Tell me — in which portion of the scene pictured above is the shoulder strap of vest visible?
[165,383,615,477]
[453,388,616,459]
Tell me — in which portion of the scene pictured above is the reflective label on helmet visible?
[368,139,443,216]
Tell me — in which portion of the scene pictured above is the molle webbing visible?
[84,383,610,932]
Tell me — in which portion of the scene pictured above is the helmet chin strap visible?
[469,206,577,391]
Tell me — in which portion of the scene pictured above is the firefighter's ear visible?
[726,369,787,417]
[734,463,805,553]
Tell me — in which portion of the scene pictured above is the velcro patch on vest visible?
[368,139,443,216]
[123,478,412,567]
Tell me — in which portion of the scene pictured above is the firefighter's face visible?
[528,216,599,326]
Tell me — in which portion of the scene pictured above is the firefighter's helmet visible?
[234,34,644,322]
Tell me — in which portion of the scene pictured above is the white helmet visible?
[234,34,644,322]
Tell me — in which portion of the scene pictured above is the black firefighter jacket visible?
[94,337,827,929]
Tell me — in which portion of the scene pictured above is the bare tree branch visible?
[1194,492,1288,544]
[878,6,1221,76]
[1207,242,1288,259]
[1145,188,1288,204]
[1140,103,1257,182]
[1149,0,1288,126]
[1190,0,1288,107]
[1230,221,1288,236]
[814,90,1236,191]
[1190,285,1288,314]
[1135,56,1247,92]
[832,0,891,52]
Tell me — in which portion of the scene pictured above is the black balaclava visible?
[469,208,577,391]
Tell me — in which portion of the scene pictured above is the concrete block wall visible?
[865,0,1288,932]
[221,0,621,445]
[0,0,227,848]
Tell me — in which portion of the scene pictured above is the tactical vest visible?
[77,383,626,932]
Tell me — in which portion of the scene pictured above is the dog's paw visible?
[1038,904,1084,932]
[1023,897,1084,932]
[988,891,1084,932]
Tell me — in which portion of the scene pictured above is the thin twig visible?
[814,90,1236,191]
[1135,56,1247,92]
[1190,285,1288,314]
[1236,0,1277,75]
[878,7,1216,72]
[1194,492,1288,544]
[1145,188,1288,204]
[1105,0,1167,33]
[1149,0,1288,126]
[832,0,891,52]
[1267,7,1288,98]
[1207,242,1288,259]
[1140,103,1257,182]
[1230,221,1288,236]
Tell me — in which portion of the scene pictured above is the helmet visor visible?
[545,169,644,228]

● EXERCISE
Please render the material as a Markdown table with the columns Row and Line, starting at the line that contains "block wall visible?" and ending at the line that contains "[988,891,1084,932]", both included. Number each row and leave out blank lines.

● REPLY TO THE TASK
| Row | Line |
|---|---|
| 1 | Tell me — in which portion of the scene pictured above is the concrete block wall visible? |
| 2 | [865,0,1288,932] |
| 3 | [221,0,621,445] |
| 4 | [0,0,227,848] |
| 5 | Tell me — in which portion of the scene pictured above is the tactical vest visible? |
| 6 | [77,383,626,932] |
| 7 | Tell me — in which portion of the scene pictured above is the dog's paw visible? |
| 8 | [1038,904,1084,932] |
| 9 | [1023,897,1084,932] |
| 10 | [988,891,1084,932] |